Each line of the data below must be given again exactly as written.
BEGIN Data for processing
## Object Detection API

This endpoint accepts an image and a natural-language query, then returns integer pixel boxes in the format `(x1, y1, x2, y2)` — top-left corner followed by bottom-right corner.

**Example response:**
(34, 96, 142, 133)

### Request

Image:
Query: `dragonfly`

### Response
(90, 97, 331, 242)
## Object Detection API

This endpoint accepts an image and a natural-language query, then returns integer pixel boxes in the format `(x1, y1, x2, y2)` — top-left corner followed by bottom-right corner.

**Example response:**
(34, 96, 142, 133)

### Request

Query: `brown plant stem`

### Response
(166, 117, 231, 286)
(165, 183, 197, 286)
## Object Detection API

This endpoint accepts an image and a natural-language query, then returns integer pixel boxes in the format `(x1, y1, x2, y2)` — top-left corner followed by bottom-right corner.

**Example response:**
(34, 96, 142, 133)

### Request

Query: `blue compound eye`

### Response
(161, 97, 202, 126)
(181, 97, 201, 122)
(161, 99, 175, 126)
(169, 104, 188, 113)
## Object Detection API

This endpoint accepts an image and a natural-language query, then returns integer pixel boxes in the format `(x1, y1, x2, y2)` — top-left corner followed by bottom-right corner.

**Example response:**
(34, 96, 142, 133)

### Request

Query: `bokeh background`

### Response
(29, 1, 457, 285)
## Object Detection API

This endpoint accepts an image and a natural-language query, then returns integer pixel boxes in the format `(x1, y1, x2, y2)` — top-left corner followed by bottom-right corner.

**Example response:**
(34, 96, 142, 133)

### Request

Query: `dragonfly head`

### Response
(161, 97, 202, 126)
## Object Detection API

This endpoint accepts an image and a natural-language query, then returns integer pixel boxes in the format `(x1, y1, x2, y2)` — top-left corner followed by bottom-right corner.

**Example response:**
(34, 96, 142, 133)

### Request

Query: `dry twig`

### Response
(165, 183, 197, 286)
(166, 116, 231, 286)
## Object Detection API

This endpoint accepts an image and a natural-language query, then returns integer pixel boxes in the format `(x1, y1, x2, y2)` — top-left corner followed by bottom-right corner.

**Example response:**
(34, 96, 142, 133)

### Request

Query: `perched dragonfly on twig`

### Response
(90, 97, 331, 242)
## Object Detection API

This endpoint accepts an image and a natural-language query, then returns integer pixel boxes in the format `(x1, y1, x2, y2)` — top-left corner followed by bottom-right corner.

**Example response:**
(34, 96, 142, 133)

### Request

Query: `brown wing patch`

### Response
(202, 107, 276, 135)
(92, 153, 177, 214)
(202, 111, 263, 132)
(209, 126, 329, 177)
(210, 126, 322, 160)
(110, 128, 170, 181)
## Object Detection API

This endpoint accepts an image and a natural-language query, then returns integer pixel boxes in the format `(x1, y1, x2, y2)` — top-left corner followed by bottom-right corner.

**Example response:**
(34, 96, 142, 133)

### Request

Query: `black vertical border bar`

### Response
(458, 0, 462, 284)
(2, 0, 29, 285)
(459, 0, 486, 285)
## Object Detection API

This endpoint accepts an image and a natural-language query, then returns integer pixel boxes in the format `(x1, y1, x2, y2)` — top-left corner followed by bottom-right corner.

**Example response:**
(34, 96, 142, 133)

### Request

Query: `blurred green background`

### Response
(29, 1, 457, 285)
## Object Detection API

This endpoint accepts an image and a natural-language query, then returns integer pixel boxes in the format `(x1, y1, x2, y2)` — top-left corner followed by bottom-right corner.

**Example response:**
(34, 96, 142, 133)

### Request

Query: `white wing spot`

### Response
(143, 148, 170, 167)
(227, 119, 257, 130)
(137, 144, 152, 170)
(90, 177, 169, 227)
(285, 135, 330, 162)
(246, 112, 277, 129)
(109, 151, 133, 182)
END Data for processing
> Exercise output
## Object Detection API

This endpoint accepts an image and a natural-language query, then returns integer pixel boxes in the format `(x1, y1, x2, y2)` — top-left corner followed by bottom-right corner.

**Example response:**
(34, 96, 142, 133)

### Request

Image:
Query: `dragonfly`

### Response
(90, 97, 331, 242)
## Object Detection API

This endpoint accepts an image and a natural-language query, then returns integer pixel boxes in the format `(x1, y1, x2, y2)` — top-left corner followed by bottom-right corner.

**Example response:**
(34, 96, 142, 133)

### Request

Query: `brown plant stem`

### Response
(166, 117, 231, 286)
(165, 183, 197, 286)
## Object Detection API

This endpoint accepts an image and a natural-language query, then returns integer pixel boxes in the format `(x1, y1, x2, y2)` — top-left corner followed by bottom-right corner.

**Example response:**
(34, 96, 142, 133)

### Request

Query: `blue compound eye`

### Response
(161, 97, 202, 126)
(181, 97, 201, 122)
(161, 99, 175, 126)
(169, 104, 188, 113)
## Object Detection API

This endpoint accepts an image and a natural-language query, then returns integer pixel boxes in the format `(x1, y1, x2, y2)` — top-left corner followed by bottom-right corner.

**Example response:**
(34, 96, 142, 133)

### Request

Query: `bokeh background`

### Response
(29, 1, 457, 285)
## Object Detection API

This endpoint accepts an image and a natural-language query, then returns integer pixel boxes in the format `(x1, y1, x2, y2)` — top-left corner followed by bottom-right corner.

**Example response:**
(34, 96, 142, 133)

### Request

Query: `dragonfly head`

### Response
(161, 97, 202, 126)
## Object Detection API

This endpoint accepts an image and a natural-language query, then returns integer pixel boxes in the format `(x1, y1, x2, y2)` — top-left corner followed by bottom-right corner.

**Example response:**
(34, 96, 142, 133)

### Request

Query: `dry twig`

### Response
(165, 183, 197, 286)
(166, 116, 231, 286)
## Object Detection API

This endpoint accepts an image and a natural-language query, then returns integer pixel boxes in the format `(x1, y1, x2, y2)` — top-left corner followed by bottom-right corner.

**Example response:**
(34, 96, 142, 133)

### Request

Query: `perched dragonfly on twig`

### Response
(90, 97, 331, 242)
## Object Detection API

This endpoint accepts an image and a natural-language query, then returns integer pixel boxes in the format `(x1, y1, x2, y2)` — top-left corner followed by bottom-right corner.

**Example response:**
(34, 96, 142, 133)

### Request

Query: `brown wing patch`

### Response
(202, 107, 276, 135)
(92, 153, 177, 214)
(202, 111, 263, 132)
(209, 126, 329, 177)
(210, 126, 322, 160)
(110, 128, 170, 181)
## Object Detection API

This endpoint accepts an image and a natural-language query, then returns integer pixel boxes in the format `(x1, y1, x2, y2)` — top-left corner followed by bottom-right corner.

**Example response:**
(34, 96, 142, 133)

### Request

Query: `black vertical border bar`

### Response
(458, 0, 462, 284)
(2, 0, 29, 285)
(459, 0, 486, 285)
## Object Detection API

This endpoint accepts an image and a natural-language query, then returns integer pixel boxes in the format `(x1, y1, x2, y2)` — top-left corner followed by bottom-right corner.

**Example response:**
(34, 96, 142, 133)

### Request

Query: `blurred green background`

### Response
(29, 1, 457, 285)
## Object Detection API

This endpoint accepts an image and a natural-language query, then returns integer pixel boxes in the format `(x1, y1, x2, y2)` — top-left corner followed by bottom-right corner.

**Example response:**
(34, 96, 142, 133)

### Request

Query: `white wing spot`

### Response
(143, 148, 170, 167)
(227, 119, 257, 130)
(137, 144, 152, 170)
(90, 177, 169, 227)
(285, 135, 330, 162)
(246, 112, 277, 129)
(109, 151, 133, 182)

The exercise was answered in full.